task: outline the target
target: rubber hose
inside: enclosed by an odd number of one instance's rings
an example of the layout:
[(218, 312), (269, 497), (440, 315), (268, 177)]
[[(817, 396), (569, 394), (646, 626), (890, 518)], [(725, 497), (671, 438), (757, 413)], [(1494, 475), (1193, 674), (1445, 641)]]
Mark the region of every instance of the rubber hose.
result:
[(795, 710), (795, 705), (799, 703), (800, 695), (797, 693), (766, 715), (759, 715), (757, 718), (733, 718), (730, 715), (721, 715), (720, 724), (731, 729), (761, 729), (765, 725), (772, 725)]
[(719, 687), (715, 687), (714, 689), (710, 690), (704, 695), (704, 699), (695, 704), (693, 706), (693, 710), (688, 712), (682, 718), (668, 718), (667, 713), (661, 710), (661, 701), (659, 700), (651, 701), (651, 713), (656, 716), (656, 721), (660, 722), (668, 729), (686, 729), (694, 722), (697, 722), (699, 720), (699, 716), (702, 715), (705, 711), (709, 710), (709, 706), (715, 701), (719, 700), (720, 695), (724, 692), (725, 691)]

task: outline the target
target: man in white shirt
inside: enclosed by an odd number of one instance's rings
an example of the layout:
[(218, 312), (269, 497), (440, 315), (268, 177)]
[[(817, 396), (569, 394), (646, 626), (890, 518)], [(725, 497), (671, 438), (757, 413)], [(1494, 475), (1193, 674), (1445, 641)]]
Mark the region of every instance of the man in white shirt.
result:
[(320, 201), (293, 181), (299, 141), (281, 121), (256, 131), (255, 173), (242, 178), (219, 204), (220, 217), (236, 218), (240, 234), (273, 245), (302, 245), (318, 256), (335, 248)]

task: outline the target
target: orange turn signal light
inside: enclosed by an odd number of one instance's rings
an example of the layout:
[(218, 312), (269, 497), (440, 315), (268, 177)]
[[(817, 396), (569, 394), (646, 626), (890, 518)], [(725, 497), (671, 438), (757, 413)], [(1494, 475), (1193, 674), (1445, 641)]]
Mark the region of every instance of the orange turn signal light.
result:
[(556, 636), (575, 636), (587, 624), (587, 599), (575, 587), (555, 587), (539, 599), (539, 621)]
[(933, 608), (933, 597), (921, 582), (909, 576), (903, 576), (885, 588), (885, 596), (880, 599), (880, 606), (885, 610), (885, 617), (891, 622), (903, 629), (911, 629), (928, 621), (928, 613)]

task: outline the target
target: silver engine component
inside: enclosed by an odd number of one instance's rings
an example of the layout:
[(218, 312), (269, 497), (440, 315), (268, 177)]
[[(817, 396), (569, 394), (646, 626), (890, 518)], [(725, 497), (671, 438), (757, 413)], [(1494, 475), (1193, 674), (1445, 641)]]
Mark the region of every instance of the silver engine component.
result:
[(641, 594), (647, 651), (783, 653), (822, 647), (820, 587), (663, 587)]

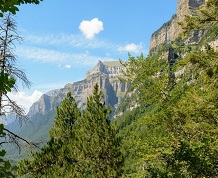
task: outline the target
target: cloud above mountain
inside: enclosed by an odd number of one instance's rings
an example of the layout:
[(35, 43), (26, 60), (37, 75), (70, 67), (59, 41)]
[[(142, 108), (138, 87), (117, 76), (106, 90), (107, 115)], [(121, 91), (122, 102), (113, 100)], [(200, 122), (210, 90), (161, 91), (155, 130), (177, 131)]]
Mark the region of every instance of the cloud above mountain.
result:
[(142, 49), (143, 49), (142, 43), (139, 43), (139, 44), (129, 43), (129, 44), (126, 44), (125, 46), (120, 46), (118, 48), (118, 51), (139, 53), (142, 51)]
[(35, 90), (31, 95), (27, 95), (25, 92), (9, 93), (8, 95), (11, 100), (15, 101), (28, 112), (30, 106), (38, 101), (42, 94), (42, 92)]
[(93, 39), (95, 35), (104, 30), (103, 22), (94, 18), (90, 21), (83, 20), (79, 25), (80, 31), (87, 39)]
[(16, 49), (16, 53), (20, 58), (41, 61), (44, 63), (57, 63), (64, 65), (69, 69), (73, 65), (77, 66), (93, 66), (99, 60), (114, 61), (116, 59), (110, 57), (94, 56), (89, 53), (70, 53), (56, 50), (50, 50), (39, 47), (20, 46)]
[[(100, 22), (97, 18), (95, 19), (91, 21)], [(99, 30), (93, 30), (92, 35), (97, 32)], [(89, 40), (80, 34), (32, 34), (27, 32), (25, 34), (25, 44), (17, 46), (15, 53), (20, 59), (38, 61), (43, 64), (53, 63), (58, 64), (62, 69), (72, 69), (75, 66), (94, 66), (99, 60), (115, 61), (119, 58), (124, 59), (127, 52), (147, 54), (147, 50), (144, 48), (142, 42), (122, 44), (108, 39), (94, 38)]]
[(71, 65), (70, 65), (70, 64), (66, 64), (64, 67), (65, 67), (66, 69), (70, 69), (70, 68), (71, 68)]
────────
What needs to be done:
Return all of the material exactly, without pictures.

Solution to the exercise:
task: outline the target
target: rubber hose
inside: enclosed by an odd number of one instance's rings
an example of the layout:
[(218, 312), (269, 497), (440, 315), (268, 177)]
[[(817, 396), (569, 394), (646, 626), (890, 518)], [(725, 497), (671, 438), (757, 413)], [(1494, 475), (1193, 674), (1445, 641)]]
Mark the region of every instance of the rubber hose.
result:
[(795, 710), (795, 705), (799, 703), (800, 695), (797, 693), (766, 715), (759, 715), (757, 718), (733, 718), (730, 715), (721, 715), (720, 724), (731, 729), (761, 729), (765, 725), (772, 725)]
[(719, 687), (715, 687), (714, 689), (710, 690), (704, 695), (704, 699), (695, 704), (693, 706), (693, 710), (688, 712), (682, 718), (668, 718), (667, 713), (661, 710), (661, 701), (659, 700), (651, 701), (651, 713), (656, 716), (656, 721), (660, 722), (668, 729), (686, 729), (694, 722), (697, 722), (699, 720), (699, 716), (702, 715), (705, 711), (709, 710), (709, 706), (715, 701), (719, 700), (720, 695), (724, 692), (725, 691)]

task: outline the target
target: man in white shirt
inside: enclosed by an odd number of one instance's rings
an example of the layout:
[(218, 312), (269, 497), (440, 315), (268, 177)]
[[(817, 396), (569, 394), (646, 626), (890, 518)], [(725, 497), (671, 438), (757, 413)], [(1494, 475), (1193, 674), (1445, 641)]]
Mark the region of every instance of the man in white shirt.
result:
[(320, 201), (293, 181), (299, 141), (281, 121), (256, 131), (255, 173), (242, 178), (219, 204), (220, 217), (236, 218), (240, 234), (273, 245), (302, 245), (318, 256), (335, 248)]

task: outline the target
target: orange turn signal light
inside: enclosed by an odd number of one instance's rings
an example of the layout:
[(218, 312), (269, 497), (440, 315), (268, 177)]
[[(817, 396), (569, 394), (646, 626), (890, 518)], [(725, 497), (671, 438), (757, 413)], [(1494, 475), (1193, 674), (1445, 641)]]
Mark the region of every instance of the orange turn signal light.
result:
[(556, 636), (575, 636), (587, 624), (587, 599), (575, 587), (555, 587), (539, 599), (539, 621)]
[(933, 608), (933, 597), (921, 582), (909, 576), (903, 576), (885, 588), (885, 596), (880, 599), (880, 606), (885, 610), (885, 617), (891, 622), (903, 629), (911, 629), (928, 621), (928, 613)]

task: outline the target
target: silver engine component
inside: enclosed by an odd number of one instance's rings
an example of the layout:
[(218, 312), (269, 497), (440, 315), (268, 177)]
[[(817, 396), (569, 394), (646, 626), (890, 518)], [(725, 497), (671, 438), (757, 413)], [(1494, 475), (1193, 674), (1445, 641)]]
Mark the region of every instance of the silver engine component.
result:
[(641, 594), (647, 651), (783, 653), (822, 647), (820, 587), (663, 587)]

task: outline the target
target: cloud above mountain
inside: enclosed by an odd number of one instance's rings
an example of the layout:
[(35, 43), (26, 60), (37, 75), (70, 67), (59, 41)]
[[(142, 108), (138, 87), (117, 76), (106, 90), (107, 115)], [(121, 91), (122, 102), (113, 100)], [(200, 122), (210, 90), (161, 91), (155, 130), (177, 131)]]
Mark the region of every instance of the cloud above mountain.
result:
[(142, 49), (143, 49), (142, 43), (139, 43), (139, 44), (129, 43), (129, 44), (126, 44), (125, 46), (120, 46), (118, 48), (118, 51), (139, 53), (142, 51)]
[(35, 90), (31, 95), (27, 95), (25, 92), (9, 93), (8, 95), (11, 100), (15, 101), (28, 112), (30, 106), (38, 101), (42, 94), (42, 92)]
[(93, 39), (95, 35), (104, 30), (103, 22), (94, 18), (90, 21), (83, 20), (79, 25), (80, 31), (87, 39)]
[(16, 49), (16, 53), (20, 58), (41, 61), (44, 63), (57, 63), (64, 65), (69, 69), (73, 65), (77, 66), (93, 66), (99, 60), (114, 61), (116, 59), (110, 57), (94, 56), (89, 53), (70, 53), (56, 50), (50, 50), (39, 47), (20, 46)]
[[(100, 22), (97, 18), (95, 19), (91, 21)], [(99, 30), (93, 30), (92, 35), (97, 32)], [(89, 40), (80, 34), (32, 34), (27, 32), (25, 34), (25, 44), (17, 46), (15, 53), (20, 59), (38, 61), (43, 64), (53, 63), (58, 64), (62, 69), (72, 69), (75, 66), (94, 66), (99, 60), (115, 61), (119, 58), (124, 59), (127, 52), (147, 54), (147, 50), (144, 48), (142, 42), (122, 44), (108, 39), (94, 38)]]
[(71, 65), (70, 65), (70, 64), (66, 64), (64, 67), (65, 67), (66, 69), (70, 69), (70, 68), (71, 68)]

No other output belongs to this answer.